_TEXT FOR ANALYSIS:_
# # #

“In the coming decade, we will need to carry out a digital transformation of our country, all of Russia, and introduce AI technology and big data analysis everywhere,” Russia’s President Vladimir Putin said last week. However, even as the country implements the technology “everywhere”, it “must rely on sovereign technological achievements,” he added.
The country’s public administration will be the first to make this shift, Putin said. “Billions of rubles will go towards the digital transformation of public administration and shifting almost all public services to an e-format. Most of them will be provided automatically, on an as-needed basis and proactively. For example, when a family has a child, the algorithms will issue the necessary papers and certificates, including the ones needed for obtaining maternity capital,” he added.
However, while the country has to focus on developing a public ecosystem which is convenient and user friendly, it also has to be “safe in terms of personal data protection”.
To accelerate the adoption of artificial intelligence in Russia, Putin recommended:
- That the government should submit to parliament draft laws on experimental legal frameworks for the use of AI technologies in individual economic and social sectors. By the first quarter of 2021, Russia should have a draft law to provide neural network developers with access to big data, including state big data.

# # #

_DIRECTIONS:_
**a)** Summarize the article on Russia's AI push in two sentences.
**b)** Carry the article on Russia's AI push forward from its last sentence.
The listing is unrelated to the article on Russia's AI push.

_DATA FOR REVIEW:_
# # #

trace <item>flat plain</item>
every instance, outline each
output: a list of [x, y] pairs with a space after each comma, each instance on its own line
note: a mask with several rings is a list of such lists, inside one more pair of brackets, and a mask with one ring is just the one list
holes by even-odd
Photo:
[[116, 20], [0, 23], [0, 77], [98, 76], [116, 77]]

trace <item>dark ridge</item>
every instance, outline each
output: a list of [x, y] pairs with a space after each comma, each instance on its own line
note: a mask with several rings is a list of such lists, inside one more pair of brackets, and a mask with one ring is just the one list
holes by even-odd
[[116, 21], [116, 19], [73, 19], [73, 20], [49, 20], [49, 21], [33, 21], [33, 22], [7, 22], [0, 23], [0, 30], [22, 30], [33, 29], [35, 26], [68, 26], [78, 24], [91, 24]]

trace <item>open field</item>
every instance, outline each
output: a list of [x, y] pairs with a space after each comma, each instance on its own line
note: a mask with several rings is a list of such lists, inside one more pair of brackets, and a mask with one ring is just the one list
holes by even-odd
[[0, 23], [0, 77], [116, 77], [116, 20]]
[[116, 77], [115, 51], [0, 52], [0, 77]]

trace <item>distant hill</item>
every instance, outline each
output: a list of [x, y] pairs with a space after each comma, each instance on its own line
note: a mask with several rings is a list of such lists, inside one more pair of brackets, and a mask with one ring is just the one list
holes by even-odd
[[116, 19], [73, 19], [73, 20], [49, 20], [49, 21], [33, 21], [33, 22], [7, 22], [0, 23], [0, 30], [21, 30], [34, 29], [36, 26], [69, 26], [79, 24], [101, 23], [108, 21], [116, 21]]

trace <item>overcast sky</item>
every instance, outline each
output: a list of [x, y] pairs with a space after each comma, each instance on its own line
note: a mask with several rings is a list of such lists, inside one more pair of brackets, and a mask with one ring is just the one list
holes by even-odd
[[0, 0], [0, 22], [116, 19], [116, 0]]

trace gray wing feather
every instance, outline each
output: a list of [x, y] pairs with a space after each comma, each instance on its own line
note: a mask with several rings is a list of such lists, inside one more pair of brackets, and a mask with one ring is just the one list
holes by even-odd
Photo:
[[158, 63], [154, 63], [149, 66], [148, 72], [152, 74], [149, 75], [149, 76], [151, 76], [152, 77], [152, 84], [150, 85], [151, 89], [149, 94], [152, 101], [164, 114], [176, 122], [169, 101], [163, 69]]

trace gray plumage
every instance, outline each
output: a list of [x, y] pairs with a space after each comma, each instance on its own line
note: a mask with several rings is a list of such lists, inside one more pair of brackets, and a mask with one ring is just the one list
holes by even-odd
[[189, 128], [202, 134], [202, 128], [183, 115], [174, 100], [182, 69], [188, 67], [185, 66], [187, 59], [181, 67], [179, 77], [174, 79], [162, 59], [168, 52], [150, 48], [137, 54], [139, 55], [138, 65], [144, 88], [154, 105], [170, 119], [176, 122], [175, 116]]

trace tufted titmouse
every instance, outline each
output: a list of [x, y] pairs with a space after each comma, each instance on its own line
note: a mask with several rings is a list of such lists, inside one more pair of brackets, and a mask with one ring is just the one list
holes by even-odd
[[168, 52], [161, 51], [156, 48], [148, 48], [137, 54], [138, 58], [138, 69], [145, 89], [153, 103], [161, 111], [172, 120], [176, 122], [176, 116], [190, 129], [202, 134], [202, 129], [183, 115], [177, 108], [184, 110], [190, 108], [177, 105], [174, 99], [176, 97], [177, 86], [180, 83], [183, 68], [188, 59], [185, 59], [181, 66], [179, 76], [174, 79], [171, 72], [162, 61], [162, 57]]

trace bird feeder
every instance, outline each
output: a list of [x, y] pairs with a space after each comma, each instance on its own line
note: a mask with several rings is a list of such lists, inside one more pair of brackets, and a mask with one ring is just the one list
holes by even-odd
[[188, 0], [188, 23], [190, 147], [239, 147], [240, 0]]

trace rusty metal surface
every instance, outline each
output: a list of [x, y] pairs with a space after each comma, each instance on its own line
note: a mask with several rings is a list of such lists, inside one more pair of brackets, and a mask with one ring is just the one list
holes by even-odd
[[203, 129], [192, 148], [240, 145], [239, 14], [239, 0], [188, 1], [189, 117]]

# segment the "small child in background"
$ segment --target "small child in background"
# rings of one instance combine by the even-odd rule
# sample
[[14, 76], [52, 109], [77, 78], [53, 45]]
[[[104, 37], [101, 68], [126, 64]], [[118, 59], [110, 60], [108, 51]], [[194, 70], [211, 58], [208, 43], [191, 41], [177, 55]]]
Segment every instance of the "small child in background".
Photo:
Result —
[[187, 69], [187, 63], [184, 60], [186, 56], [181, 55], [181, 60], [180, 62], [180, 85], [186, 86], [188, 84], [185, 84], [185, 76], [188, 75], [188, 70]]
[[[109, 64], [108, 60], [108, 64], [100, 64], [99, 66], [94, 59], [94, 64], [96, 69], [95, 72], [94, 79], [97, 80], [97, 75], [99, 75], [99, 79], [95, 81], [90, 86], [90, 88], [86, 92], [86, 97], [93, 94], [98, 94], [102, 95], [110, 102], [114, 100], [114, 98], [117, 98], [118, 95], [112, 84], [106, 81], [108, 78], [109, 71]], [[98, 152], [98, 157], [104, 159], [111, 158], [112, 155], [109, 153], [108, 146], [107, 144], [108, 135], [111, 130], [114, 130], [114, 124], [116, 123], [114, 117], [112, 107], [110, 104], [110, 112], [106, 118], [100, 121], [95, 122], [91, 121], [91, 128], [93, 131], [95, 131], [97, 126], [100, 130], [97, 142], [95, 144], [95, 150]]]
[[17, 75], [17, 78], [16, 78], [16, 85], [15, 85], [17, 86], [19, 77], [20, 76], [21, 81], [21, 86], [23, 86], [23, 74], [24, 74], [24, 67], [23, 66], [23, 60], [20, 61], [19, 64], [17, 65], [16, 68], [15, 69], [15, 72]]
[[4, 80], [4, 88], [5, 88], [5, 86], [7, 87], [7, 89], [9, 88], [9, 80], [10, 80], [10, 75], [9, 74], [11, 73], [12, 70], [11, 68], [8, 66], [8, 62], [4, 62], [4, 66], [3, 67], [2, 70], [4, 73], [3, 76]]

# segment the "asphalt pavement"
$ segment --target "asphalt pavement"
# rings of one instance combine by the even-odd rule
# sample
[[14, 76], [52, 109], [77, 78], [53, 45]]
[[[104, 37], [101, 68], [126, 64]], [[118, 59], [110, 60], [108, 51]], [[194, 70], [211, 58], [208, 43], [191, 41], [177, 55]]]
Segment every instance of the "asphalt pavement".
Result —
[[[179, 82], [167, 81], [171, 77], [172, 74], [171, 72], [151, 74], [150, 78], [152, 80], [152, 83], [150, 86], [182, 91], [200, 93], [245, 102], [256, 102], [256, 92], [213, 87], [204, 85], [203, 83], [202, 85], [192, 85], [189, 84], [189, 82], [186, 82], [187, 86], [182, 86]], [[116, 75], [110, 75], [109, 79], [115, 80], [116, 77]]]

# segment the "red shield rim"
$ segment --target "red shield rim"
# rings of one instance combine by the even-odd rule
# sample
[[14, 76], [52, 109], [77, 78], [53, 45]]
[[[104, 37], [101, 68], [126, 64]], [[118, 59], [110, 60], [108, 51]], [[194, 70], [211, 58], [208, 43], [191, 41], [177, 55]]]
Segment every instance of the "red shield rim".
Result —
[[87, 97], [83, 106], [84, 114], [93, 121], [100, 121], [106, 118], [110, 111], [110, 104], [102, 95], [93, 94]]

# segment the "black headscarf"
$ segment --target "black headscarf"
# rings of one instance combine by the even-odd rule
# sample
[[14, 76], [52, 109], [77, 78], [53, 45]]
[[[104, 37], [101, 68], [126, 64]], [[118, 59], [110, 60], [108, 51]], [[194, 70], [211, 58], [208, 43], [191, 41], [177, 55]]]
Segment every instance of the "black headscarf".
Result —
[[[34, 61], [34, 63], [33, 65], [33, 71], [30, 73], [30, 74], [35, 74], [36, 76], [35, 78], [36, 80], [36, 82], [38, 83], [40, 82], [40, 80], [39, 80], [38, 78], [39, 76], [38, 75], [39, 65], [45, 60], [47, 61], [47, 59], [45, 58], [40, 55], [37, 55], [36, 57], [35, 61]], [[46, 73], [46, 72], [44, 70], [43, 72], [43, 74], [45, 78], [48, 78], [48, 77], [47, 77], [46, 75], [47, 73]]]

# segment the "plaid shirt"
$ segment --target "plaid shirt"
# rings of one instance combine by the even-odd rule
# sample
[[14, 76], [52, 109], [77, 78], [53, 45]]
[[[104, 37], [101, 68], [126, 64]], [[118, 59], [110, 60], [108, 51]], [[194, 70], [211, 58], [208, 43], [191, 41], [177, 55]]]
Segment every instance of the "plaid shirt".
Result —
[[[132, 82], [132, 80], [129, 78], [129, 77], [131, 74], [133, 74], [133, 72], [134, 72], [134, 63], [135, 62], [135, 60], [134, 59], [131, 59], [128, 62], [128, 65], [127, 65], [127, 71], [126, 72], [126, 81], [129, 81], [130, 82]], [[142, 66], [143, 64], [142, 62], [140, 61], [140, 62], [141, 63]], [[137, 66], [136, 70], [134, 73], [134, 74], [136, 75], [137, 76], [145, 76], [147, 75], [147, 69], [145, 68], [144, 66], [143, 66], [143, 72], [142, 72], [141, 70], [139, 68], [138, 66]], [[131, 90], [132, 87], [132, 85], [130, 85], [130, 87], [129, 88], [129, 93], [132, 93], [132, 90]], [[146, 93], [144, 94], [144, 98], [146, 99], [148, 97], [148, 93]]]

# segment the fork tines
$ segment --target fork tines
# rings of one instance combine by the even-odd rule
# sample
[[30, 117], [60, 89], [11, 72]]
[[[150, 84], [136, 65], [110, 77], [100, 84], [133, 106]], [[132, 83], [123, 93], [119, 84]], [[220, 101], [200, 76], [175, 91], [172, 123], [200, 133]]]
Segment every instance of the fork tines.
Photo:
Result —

# # #

_ANSWERS PER TASK:_
**a)** Russia's President Vladimir Putin said the country must carry out a digital transformation and introduce AI and big data analysis everywhere while relying on sovereign technological achievements, with public administration going first and almost all public services moving to an e-format that is convenient and safe in terms of personal data protection. To speed up AI adoption, he recommended that the government submit draft laws on experimental legal frameworks for AI in individual economic and social sectors, and that by the first quarter of 2021 Russia have a draft law giving neural network developers access to big data, including state big data.

**b)**
- The government will have to adopt a digital transformation strategy for ten key sectors of Russia’s economy, to introduce AI algorithms so that they can serve as assistants to doctors, help in city planning, and transportation, among others.
Push for AI in education: Training courses, and AI and big data analysis modules should be made part of the curricula across all areas of professional activities, per Putin. “This means that starting next academic year, future medical doctors, teachers, agronomists and lawyers, as well as manufacturing industry, communications and transport employees, including, of course, rising managers, should start studying these technologies”. That is, the students who will, after graduation, work at our regional and municipal government bodies will need to personally promote the digital development agenda.